What is needed:
Exact copies of the line with "Practice step: point out every instance of the thin" and of all lines after it through the end of the entries are required, and no other lines.

Data excerpts below:

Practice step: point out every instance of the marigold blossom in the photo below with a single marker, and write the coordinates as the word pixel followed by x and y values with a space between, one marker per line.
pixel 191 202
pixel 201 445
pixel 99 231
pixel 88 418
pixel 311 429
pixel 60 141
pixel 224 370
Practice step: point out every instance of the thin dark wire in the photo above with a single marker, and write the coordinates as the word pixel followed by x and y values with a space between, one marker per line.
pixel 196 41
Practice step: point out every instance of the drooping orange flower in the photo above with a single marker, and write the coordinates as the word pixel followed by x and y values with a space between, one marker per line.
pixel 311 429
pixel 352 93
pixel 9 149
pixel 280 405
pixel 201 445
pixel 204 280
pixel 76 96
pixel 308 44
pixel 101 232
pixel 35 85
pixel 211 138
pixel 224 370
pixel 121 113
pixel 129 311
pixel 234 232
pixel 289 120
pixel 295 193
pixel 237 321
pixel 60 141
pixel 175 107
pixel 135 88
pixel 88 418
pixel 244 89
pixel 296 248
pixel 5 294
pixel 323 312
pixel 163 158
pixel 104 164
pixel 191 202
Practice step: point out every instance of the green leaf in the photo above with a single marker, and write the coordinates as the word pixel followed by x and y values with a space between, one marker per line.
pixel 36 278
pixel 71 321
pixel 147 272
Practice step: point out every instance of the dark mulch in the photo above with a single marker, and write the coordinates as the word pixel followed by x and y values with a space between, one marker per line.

End of Data excerpts.

Answer space:
Practice step: point out every instance of the thin dark wire in the photo above with a single marker, and write the coordinates as the word pixel followed by x and y values with a space between, one marker per line.
pixel 196 41
Practice step: point out every instance of the drooping orange flower in the photo above with a single marker, and write the coordinates as the word pixel followed by x and y values with a space between, one marker per line.
pixel 311 429
pixel 352 93
pixel 9 149
pixel 280 405
pixel 201 445
pixel 204 280
pixel 76 96
pixel 308 44
pixel 101 232
pixel 35 85
pixel 211 138
pixel 224 370
pixel 121 113
pixel 129 311
pixel 234 232
pixel 289 120
pixel 295 193
pixel 237 321
pixel 60 141
pixel 175 107
pixel 135 88
pixel 88 418
pixel 244 89
pixel 296 248
pixel 5 294
pixel 323 312
pixel 163 158
pixel 104 164
pixel 191 202
Practice step: point out every instance of the green leaf in the photo above with a single marker, and write the coordinates as the word pixel followed by x and y values with a space between, one marker per line.
pixel 36 278
pixel 71 321
pixel 147 272
Practice step: point out every instance of the dark mulch in the photo above with a single marker, and write the coordinates as the word pixel followed by x and y values with a space between, one marker per line.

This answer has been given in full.